WHAT THE TASK ASKS – The answer must consist of every line in the records below that contains the string "geometry".

DATASET ENTRIES –
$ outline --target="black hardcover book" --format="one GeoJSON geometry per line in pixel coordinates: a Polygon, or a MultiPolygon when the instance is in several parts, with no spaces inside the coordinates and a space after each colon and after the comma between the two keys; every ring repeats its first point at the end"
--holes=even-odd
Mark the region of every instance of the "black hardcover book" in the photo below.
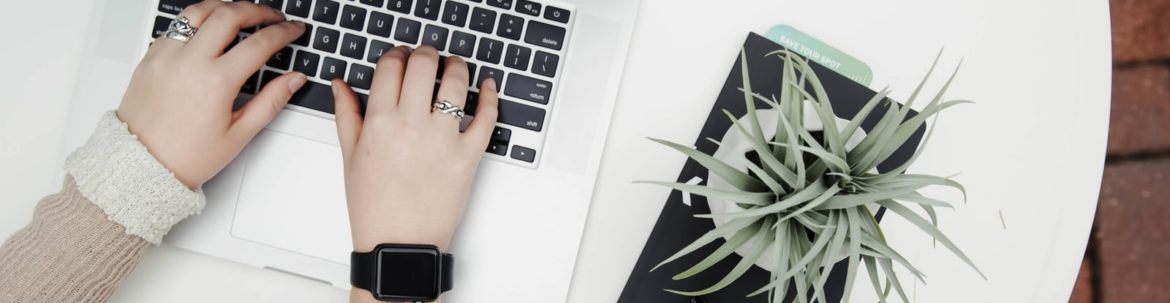
{"type": "MultiPolygon", "coordinates": [[[[784,60],[776,56],[765,57],[765,54],[784,49],[784,47],[767,38],[752,33],[747,37],[747,41],[744,42],[743,49],[747,55],[752,90],[763,96],[780,95],[780,86],[778,83],[780,83],[784,60]]],[[[702,131],[700,131],[698,138],[695,139],[694,146],[701,152],[713,154],[718,146],[708,141],[707,138],[716,141],[722,140],[728,129],[733,127],[731,120],[723,114],[723,110],[730,111],[736,117],[743,117],[747,114],[743,92],[740,91],[740,88],[743,87],[740,59],[742,58],[736,58],[733,62],[731,72],[728,73],[727,81],[723,84],[723,89],[719,93],[715,106],[711,109],[711,113],[708,114],[707,122],[704,124],[702,131]]],[[[877,92],[853,82],[824,66],[815,62],[810,63],[812,64],[812,70],[820,77],[821,83],[832,102],[833,111],[839,118],[852,119],[865,103],[877,94],[877,92]]],[[[767,109],[771,108],[771,106],[757,101],[756,108],[767,109]]],[[[861,128],[867,133],[871,131],[877,124],[878,119],[880,119],[888,108],[888,106],[878,106],[875,108],[870,113],[870,116],[862,122],[861,128]]],[[[907,119],[913,117],[915,114],[917,112],[911,111],[907,119]]],[[[921,142],[925,131],[925,126],[918,129],[911,136],[910,140],[907,140],[905,144],[899,147],[889,159],[878,165],[878,170],[887,171],[909,160],[918,148],[918,144],[921,142]]],[[[688,159],[678,176],[678,182],[687,182],[696,177],[704,180],[700,184],[706,185],[707,169],[699,165],[698,162],[688,159]]],[[[691,205],[688,206],[683,203],[682,192],[677,190],[671,192],[667,198],[666,206],[658,216],[658,222],[655,224],[654,230],[650,233],[650,238],[646,241],[646,246],[642,248],[642,254],[638,258],[638,262],[634,265],[629,280],[626,281],[626,286],[618,302],[767,302],[768,298],[766,294],[751,298],[746,297],[747,294],[763,287],[769,282],[770,273],[757,266],[752,266],[735,283],[718,292],[700,298],[684,297],[665,291],[665,289],[681,291],[706,289],[726,276],[731,271],[731,268],[740,261],[741,258],[738,254],[731,254],[715,266],[693,277],[679,281],[671,279],[675,274],[690,268],[690,266],[711,254],[719,245],[723,244],[724,241],[722,239],[716,240],[674,262],[663,265],[654,272],[650,271],[655,265],[666,260],[666,258],[715,227],[711,219],[694,217],[695,214],[710,213],[706,198],[698,195],[692,195],[690,198],[691,205]]],[[[879,211],[877,216],[880,218],[882,213],[882,211],[879,211]]],[[[826,299],[830,303],[840,301],[843,288],[845,287],[846,268],[846,264],[841,263],[833,269],[825,290],[826,299]]],[[[860,270],[859,273],[864,273],[864,269],[860,270]]],[[[789,291],[788,293],[789,298],[785,302],[790,302],[794,296],[793,291],[789,291]]]]}

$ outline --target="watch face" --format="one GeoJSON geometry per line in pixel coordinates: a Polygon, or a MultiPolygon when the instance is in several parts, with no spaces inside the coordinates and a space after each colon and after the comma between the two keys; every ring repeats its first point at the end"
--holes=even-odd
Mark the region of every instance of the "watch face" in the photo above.
{"type": "Polygon", "coordinates": [[[377,295],[391,300],[439,297],[439,251],[386,247],[378,252],[377,295]]]}

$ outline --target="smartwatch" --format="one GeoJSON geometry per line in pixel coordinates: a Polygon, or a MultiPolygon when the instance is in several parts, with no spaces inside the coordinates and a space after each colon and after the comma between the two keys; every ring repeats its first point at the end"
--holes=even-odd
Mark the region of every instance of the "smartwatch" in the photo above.
{"type": "Polygon", "coordinates": [[[380,301],[431,302],[451,290],[455,259],[434,245],[383,243],[350,255],[350,284],[380,301]]]}

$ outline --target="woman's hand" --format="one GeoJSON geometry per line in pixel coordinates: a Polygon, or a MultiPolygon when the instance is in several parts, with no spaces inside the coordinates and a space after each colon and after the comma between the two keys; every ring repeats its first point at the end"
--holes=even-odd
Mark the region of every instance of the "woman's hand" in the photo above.
{"type": "MultiPolygon", "coordinates": [[[[460,133],[458,120],[431,110],[438,68],[439,53],[429,46],[387,52],[364,119],[353,90],[333,81],[354,251],[381,243],[446,251],[458,227],[496,125],[497,90],[494,81],[482,84],[475,118],[460,133]]],[[[462,108],[468,81],[466,63],[449,57],[437,99],[462,108]]]]}
{"type": "Polygon", "coordinates": [[[232,110],[244,82],[305,31],[268,6],[207,0],[180,14],[199,30],[188,42],[160,37],[134,71],[118,118],[159,162],[191,188],[222,170],[305,84],[289,73],[232,110]],[[241,28],[266,27],[224,49],[241,28]]]}

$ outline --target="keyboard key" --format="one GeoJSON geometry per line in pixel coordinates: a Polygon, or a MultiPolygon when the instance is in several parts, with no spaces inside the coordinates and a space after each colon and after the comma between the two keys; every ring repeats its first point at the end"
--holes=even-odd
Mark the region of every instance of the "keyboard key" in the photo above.
{"type": "Polygon", "coordinates": [[[428,24],[423,31],[422,44],[430,45],[439,51],[446,49],[447,29],[428,24]]]}
{"type": "MultiPolygon", "coordinates": [[[[268,71],[264,71],[265,74],[268,71]]],[[[325,113],[333,113],[333,87],[313,81],[305,82],[305,86],[301,87],[293,94],[290,104],[322,111],[325,113]]]]}
{"type": "Polygon", "coordinates": [[[273,54],[272,58],[268,58],[268,63],[266,63],[265,65],[268,65],[270,67],[277,68],[277,69],[288,70],[289,67],[292,66],[292,61],[293,61],[293,49],[285,47],[284,49],[280,50],[279,52],[276,52],[276,54],[273,54]]]}
{"type": "Polygon", "coordinates": [[[362,31],[362,26],[366,24],[366,9],[353,5],[346,5],[341,10],[341,27],[352,29],[355,31],[362,31]]]}
{"type": "Polygon", "coordinates": [[[532,15],[534,17],[540,16],[540,3],[528,0],[516,0],[516,11],[522,14],[532,15]]]}
{"type": "Polygon", "coordinates": [[[488,143],[487,152],[497,154],[500,156],[508,155],[508,143],[492,142],[488,143]]]}
{"type": "Polygon", "coordinates": [[[410,14],[410,4],[413,2],[414,0],[390,0],[390,3],[386,3],[386,8],[403,14],[410,14]]]}
{"type": "Polygon", "coordinates": [[[557,75],[557,62],[560,60],[557,55],[536,51],[536,57],[532,60],[532,72],[552,78],[557,75]]]}
{"type": "Polygon", "coordinates": [[[549,6],[548,10],[544,11],[544,18],[560,23],[569,23],[569,11],[549,6]]]}
{"type": "Polygon", "coordinates": [[[463,27],[467,24],[467,12],[471,6],[467,4],[447,1],[447,8],[443,9],[443,23],[463,27]]]}
{"type": "Polygon", "coordinates": [[[317,8],[313,9],[313,20],[336,24],[337,11],[339,10],[341,10],[341,4],[337,1],[317,0],[317,8]]]}
{"type": "Polygon", "coordinates": [[[312,77],[317,75],[317,63],[321,60],[321,56],[298,50],[296,59],[293,61],[293,70],[301,72],[306,76],[312,77]]]}
{"type": "Polygon", "coordinates": [[[539,132],[544,129],[544,110],[500,98],[498,122],[539,132]]]}
{"type": "MultiPolygon", "coordinates": [[[[471,77],[474,77],[474,76],[475,76],[475,63],[467,62],[467,77],[468,77],[467,78],[467,80],[468,80],[467,86],[468,87],[475,87],[475,81],[471,81],[471,77]]],[[[470,107],[467,108],[467,111],[474,112],[471,110],[470,107]]]]}
{"type": "Polygon", "coordinates": [[[378,59],[382,58],[382,54],[385,54],[392,48],[394,48],[394,44],[370,40],[370,51],[366,53],[366,62],[377,64],[378,59]]]}
{"type": "Polygon", "coordinates": [[[492,27],[496,26],[496,12],[484,9],[475,8],[471,11],[471,30],[491,34],[492,27]]]}
{"type": "Polygon", "coordinates": [[[487,78],[496,79],[496,88],[504,86],[504,71],[487,66],[479,68],[479,80],[475,82],[475,86],[479,87],[479,84],[483,83],[487,78]]]}
{"type": "MultiPolygon", "coordinates": [[[[151,38],[158,38],[167,33],[167,28],[171,26],[171,18],[157,16],[154,17],[154,29],[150,31],[151,38]]],[[[468,56],[470,57],[470,56],[468,56]]]]}
{"type": "Polygon", "coordinates": [[[509,14],[500,15],[500,27],[496,29],[496,34],[500,35],[500,37],[520,40],[520,32],[523,30],[524,18],[509,14]]]}
{"type": "Polygon", "coordinates": [[[565,28],[543,22],[528,21],[528,33],[524,34],[524,42],[561,50],[561,46],[565,42],[565,28]]]}
{"type": "Polygon", "coordinates": [[[336,52],[337,40],[340,40],[341,32],[330,28],[317,28],[317,35],[313,36],[313,48],[324,52],[336,52]]]}
{"type": "Polygon", "coordinates": [[[349,69],[349,85],[360,89],[370,89],[370,83],[374,81],[374,68],[354,63],[350,65],[349,69]]]}
{"type": "Polygon", "coordinates": [[[301,34],[300,37],[297,37],[296,40],[293,40],[293,44],[308,47],[309,40],[312,37],[313,37],[313,25],[305,23],[305,33],[301,34]]]}
{"type": "Polygon", "coordinates": [[[394,24],[394,16],[379,12],[371,12],[370,25],[366,26],[366,32],[372,35],[390,38],[391,24],[394,24]]]}
{"type": "Polygon", "coordinates": [[[479,39],[479,54],[475,56],[479,61],[491,62],[492,64],[500,64],[500,58],[504,55],[504,42],[496,41],[491,38],[484,37],[479,39]]]}
{"type": "Polygon", "coordinates": [[[321,61],[321,80],[345,79],[346,65],[347,63],[340,59],[325,57],[325,60],[321,61]]]}
{"type": "Polygon", "coordinates": [[[418,0],[418,6],[414,8],[414,15],[428,20],[438,20],[440,5],[443,5],[442,0],[418,0]]]}
{"type": "Polygon", "coordinates": [[[199,2],[200,0],[160,0],[158,2],[158,11],[177,16],[188,5],[199,2]]]}
{"type": "Polygon", "coordinates": [[[466,112],[468,115],[474,116],[477,108],[479,108],[479,93],[473,92],[473,91],[468,91],[467,92],[467,103],[463,104],[463,111],[466,112]]]}
{"type": "Polygon", "coordinates": [[[512,0],[488,0],[487,4],[502,9],[512,9],[512,0]]]}
{"type": "Polygon", "coordinates": [[[383,3],[386,3],[386,1],[385,1],[385,0],[361,0],[361,1],[358,1],[358,2],[361,2],[362,4],[365,4],[365,5],[369,5],[369,6],[373,6],[373,7],[378,7],[378,8],[381,8],[381,7],[382,7],[382,4],[383,4],[383,3]]]}
{"type": "Polygon", "coordinates": [[[512,130],[497,126],[492,131],[492,142],[508,143],[509,140],[512,140],[512,130]]]}
{"type": "Polygon", "coordinates": [[[504,94],[540,104],[548,104],[552,94],[552,82],[528,77],[525,75],[508,74],[508,86],[504,94]]]}
{"type": "Polygon", "coordinates": [[[531,57],[532,49],[515,44],[508,45],[508,51],[504,54],[504,66],[516,70],[528,70],[528,60],[531,57]]]}
{"type": "Polygon", "coordinates": [[[289,0],[288,7],[284,8],[284,12],[301,18],[308,18],[310,3],[309,0],[289,0]]]}
{"type": "Polygon", "coordinates": [[[472,52],[475,51],[475,35],[455,31],[451,34],[451,48],[449,51],[452,54],[463,56],[464,58],[471,58],[472,52]]]}
{"type": "Polygon", "coordinates": [[[519,145],[512,146],[512,159],[532,163],[536,160],[536,151],[519,145]]]}
{"type": "Polygon", "coordinates": [[[280,75],[281,74],[278,72],[265,70],[264,77],[260,78],[260,86],[259,87],[268,86],[268,82],[272,82],[273,79],[276,79],[276,77],[280,77],[280,75]]]}
{"type": "Polygon", "coordinates": [[[284,8],[284,0],[260,0],[258,3],[280,10],[284,8]]]}
{"type": "Polygon", "coordinates": [[[345,34],[345,38],[341,40],[341,55],[361,60],[366,55],[366,38],[345,34]]]}
{"type": "Polygon", "coordinates": [[[240,92],[245,94],[256,94],[256,92],[260,91],[260,84],[256,83],[259,81],[260,71],[256,71],[256,73],[253,73],[251,77],[248,77],[248,80],[244,81],[244,86],[240,87],[240,92]]]}
{"type": "Polygon", "coordinates": [[[394,30],[394,39],[408,44],[418,43],[418,33],[422,30],[422,22],[398,18],[398,28],[394,30]]]}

WRITTEN RESPONSE –
$ outline --target="black hardcover book" --format="one GeoJSON geometry per line in pixel coordinates: a Polygon, or a MultiPolygon when the instance is in several parts, with no spaces inside the coordinates and a space after each colon and after the comma between the two keys; every ring repeats its first point at the end"
$ outline --target="watch face" --format="one GeoJSON geometry per line in pixel coordinates: a Polygon, or a MultiPolygon when the instance is in several parts, with no spaces inside the coordinates and a space after each colon and after the comma between the two keys; every ring repeats its first point at the end"
$ outline --target="smartwatch" --format="one GeoJSON geometry per line in pixel coordinates: a Polygon, or a MultiPolygon when the instance is in several parts, with no spaces inside the coordinates and a space after each colon and after the comma between the two keys; every ring repeats its first point at the end"
$ outline --target="woman's hand" --format="one GeoJSON geometry per line in pixel coordinates: a Polygon, or a MultiPolygon when the instance is in several parts, with no spaces inside the coordinates and a space after each colon and after the comma between the two keys; every ring repeats its first point at the end"
$ outline --target="keyboard key" --format="one GeoJSON geometry per line in pixel coordinates: a Polygon, or a MultiPolygon when the instance is in several parts, with no spaces inside the coordinates and a space after each colon and after the comma between the two keys; every ring repeats its first point at the end"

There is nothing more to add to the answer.